Task statement: Transcribe each line of the material as it is, and drop any picture.

Named object pointing entries:
* start *
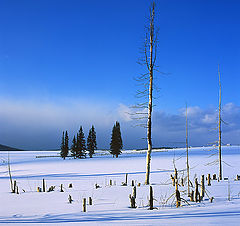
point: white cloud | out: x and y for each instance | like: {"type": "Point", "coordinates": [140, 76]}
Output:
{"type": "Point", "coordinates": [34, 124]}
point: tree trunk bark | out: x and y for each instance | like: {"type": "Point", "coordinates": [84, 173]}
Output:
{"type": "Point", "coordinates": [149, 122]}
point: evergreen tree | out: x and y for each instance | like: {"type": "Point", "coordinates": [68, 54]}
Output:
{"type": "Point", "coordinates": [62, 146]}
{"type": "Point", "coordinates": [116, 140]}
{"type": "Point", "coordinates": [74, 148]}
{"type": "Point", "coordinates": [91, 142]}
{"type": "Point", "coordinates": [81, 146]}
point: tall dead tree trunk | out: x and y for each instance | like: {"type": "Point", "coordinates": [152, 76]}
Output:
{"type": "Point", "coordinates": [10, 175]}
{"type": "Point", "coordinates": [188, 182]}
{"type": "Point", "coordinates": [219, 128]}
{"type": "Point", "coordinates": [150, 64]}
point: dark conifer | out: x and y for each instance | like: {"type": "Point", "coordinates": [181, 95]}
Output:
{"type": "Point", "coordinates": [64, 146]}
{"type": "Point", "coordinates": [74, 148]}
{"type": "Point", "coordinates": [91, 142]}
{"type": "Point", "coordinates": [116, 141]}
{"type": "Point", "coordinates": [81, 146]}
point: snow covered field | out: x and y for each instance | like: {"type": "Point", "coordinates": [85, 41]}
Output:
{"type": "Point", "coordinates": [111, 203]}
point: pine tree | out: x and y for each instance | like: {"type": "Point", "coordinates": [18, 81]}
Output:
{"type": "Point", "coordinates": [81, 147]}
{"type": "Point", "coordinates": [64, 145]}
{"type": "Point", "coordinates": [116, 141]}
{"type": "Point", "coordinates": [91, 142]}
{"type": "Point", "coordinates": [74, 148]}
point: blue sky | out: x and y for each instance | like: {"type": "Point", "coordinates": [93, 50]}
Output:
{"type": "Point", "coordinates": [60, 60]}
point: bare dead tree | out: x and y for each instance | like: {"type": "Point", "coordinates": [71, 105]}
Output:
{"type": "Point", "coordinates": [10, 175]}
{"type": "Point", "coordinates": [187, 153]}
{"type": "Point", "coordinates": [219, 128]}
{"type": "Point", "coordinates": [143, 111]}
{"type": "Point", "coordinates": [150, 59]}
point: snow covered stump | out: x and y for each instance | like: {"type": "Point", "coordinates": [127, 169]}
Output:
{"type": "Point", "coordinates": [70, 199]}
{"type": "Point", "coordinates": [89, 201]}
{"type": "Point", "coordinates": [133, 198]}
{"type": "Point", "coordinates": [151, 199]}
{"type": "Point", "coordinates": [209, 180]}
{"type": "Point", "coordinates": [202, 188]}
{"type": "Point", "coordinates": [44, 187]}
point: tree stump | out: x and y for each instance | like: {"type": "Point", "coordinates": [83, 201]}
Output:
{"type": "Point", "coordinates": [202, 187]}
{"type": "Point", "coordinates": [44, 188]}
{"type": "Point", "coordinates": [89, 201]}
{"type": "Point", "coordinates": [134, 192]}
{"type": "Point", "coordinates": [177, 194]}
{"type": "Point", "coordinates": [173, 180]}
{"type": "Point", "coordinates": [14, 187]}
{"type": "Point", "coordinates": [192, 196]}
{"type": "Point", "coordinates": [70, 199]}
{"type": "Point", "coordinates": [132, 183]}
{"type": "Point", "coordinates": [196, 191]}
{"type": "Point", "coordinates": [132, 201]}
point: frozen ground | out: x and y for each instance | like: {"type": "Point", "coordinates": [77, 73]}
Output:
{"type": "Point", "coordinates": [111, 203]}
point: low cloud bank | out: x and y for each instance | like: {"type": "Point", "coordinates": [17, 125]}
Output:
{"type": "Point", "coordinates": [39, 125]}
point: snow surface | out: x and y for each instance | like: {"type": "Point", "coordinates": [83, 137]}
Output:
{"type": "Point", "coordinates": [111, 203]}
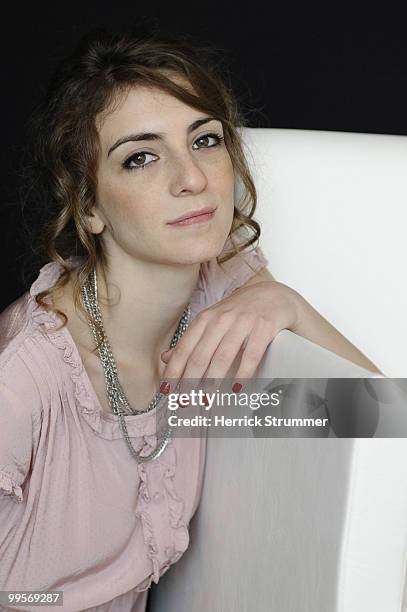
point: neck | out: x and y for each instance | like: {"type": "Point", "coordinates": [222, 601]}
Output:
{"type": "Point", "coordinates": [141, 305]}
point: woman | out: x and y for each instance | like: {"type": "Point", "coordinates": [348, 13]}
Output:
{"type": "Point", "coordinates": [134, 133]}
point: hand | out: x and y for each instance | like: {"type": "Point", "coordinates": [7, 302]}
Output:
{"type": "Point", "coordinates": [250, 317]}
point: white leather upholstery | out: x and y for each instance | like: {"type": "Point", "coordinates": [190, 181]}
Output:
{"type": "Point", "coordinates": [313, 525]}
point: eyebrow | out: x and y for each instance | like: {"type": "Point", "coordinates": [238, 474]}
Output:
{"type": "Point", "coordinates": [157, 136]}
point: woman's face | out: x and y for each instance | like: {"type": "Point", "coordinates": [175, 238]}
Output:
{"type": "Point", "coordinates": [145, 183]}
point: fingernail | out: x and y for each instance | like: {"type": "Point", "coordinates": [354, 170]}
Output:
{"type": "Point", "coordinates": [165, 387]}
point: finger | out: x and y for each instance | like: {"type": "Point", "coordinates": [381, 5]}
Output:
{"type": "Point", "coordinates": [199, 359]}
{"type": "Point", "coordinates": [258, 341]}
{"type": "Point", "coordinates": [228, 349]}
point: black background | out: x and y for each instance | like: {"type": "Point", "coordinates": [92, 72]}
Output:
* end *
Answer to this problem:
point: white cloud | out: x and y for each instance | like: {"type": "Point", "coordinates": [140, 76]}
Output:
{"type": "Point", "coordinates": [34, 124]}
point: tree trunk bark | out: x and y for each instance | like: {"type": "Point", "coordinates": [84, 173]}
Output:
{"type": "Point", "coordinates": [149, 122]}
point: evergreen tree | out: x and y for each instance | like: {"type": "Point", "coordinates": [68, 54]}
Output:
{"type": "Point", "coordinates": [62, 146]}
{"type": "Point", "coordinates": [116, 140]}
{"type": "Point", "coordinates": [74, 148]}
{"type": "Point", "coordinates": [91, 142]}
{"type": "Point", "coordinates": [81, 146]}
point: tall dead tree trunk | out: x and y for each instance | like: {"type": "Point", "coordinates": [152, 76]}
Output:
{"type": "Point", "coordinates": [10, 175]}
{"type": "Point", "coordinates": [188, 182]}
{"type": "Point", "coordinates": [219, 128]}
{"type": "Point", "coordinates": [150, 64]}
point: dark conifer | out: x and y for each instance | like: {"type": "Point", "coordinates": [181, 95]}
Output:
{"type": "Point", "coordinates": [64, 146]}
{"type": "Point", "coordinates": [74, 148]}
{"type": "Point", "coordinates": [91, 142]}
{"type": "Point", "coordinates": [116, 141]}
{"type": "Point", "coordinates": [81, 146]}
point: snow covered field | out: x and y for each instance | like: {"type": "Point", "coordinates": [85, 41]}
Output:
{"type": "Point", "coordinates": [111, 203]}
point: pine tree | out: x and y for each instance | like: {"type": "Point", "coordinates": [18, 81]}
Output:
{"type": "Point", "coordinates": [81, 147]}
{"type": "Point", "coordinates": [64, 145]}
{"type": "Point", "coordinates": [116, 141]}
{"type": "Point", "coordinates": [91, 142]}
{"type": "Point", "coordinates": [74, 148]}
point: blue sky | out: x and y for each instance | like: {"type": "Point", "coordinates": [93, 50]}
Output:
{"type": "Point", "coordinates": [60, 60]}
point: bare dead tree | out: x and y for each instance | like: {"type": "Point", "coordinates": [71, 105]}
Output:
{"type": "Point", "coordinates": [10, 175]}
{"type": "Point", "coordinates": [187, 153]}
{"type": "Point", "coordinates": [219, 128]}
{"type": "Point", "coordinates": [143, 111]}
{"type": "Point", "coordinates": [150, 59]}
point: snow covered stump | out: x and y for each instance | like: {"type": "Point", "coordinates": [127, 169]}
Output:
{"type": "Point", "coordinates": [70, 199]}
{"type": "Point", "coordinates": [89, 201]}
{"type": "Point", "coordinates": [133, 198]}
{"type": "Point", "coordinates": [151, 199]}
{"type": "Point", "coordinates": [209, 180]}
{"type": "Point", "coordinates": [202, 188]}
{"type": "Point", "coordinates": [44, 187]}
point: tree stump | out: x and y for each instance | like: {"type": "Point", "coordinates": [83, 201]}
Output:
{"type": "Point", "coordinates": [202, 187]}
{"type": "Point", "coordinates": [44, 188]}
{"type": "Point", "coordinates": [89, 201]}
{"type": "Point", "coordinates": [134, 192]}
{"type": "Point", "coordinates": [177, 194]}
{"type": "Point", "coordinates": [173, 180]}
{"type": "Point", "coordinates": [14, 187]}
{"type": "Point", "coordinates": [192, 196]}
{"type": "Point", "coordinates": [70, 199]}
{"type": "Point", "coordinates": [132, 183]}
{"type": "Point", "coordinates": [196, 191]}
{"type": "Point", "coordinates": [132, 201]}
point: frozen ground | out: x and y for each instance | like: {"type": "Point", "coordinates": [77, 73]}
Output:
{"type": "Point", "coordinates": [111, 203]}
point: low cloud bank | out: x and y for each instance | like: {"type": "Point", "coordinates": [17, 125]}
Output:
{"type": "Point", "coordinates": [39, 125]}
point: snow surface | out: x and y for each instance | like: {"type": "Point", "coordinates": [83, 137]}
Output:
{"type": "Point", "coordinates": [111, 203]}
point: neck | out: x and y for each instance | like: {"type": "Point", "coordinates": [222, 601]}
Output:
{"type": "Point", "coordinates": [141, 305]}
point: woman | out: x and y for each instance | like: {"type": "Point", "coordinates": [348, 13]}
Output:
{"type": "Point", "coordinates": [134, 133]}
point: hand | out: x and y for each instance | like: {"type": "Point", "coordinates": [7, 302]}
Output:
{"type": "Point", "coordinates": [250, 317]}
point: white leather upholstery | out: x and y for each instance | like: {"type": "Point", "coordinates": [190, 181]}
Output:
{"type": "Point", "coordinates": [313, 525]}
point: eyebrow | out: x and y for each instance | like: {"type": "Point", "coordinates": [238, 474]}
Output:
{"type": "Point", "coordinates": [157, 136]}
point: woman's face | out: x and y for each instance | like: {"type": "Point", "coordinates": [175, 238]}
Output:
{"type": "Point", "coordinates": [145, 183]}
point: fingernail | out: x and y for each instance | like: {"type": "Point", "coordinates": [354, 170]}
Output:
{"type": "Point", "coordinates": [165, 387]}
point: finger | out: x and y for each instance | like: {"type": "Point", "coordinates": [381, 5]}
Output:
{"type": "Point", "coordinates": [199, 359]}
{"type": "Point", "coordinates": [258, 341]}
{"type": "Point", "coordinates": [228, 349]}
point: black background | out: x and y for each instance | like: {"type": "Point", "coordinates": [92, 72]}
Output:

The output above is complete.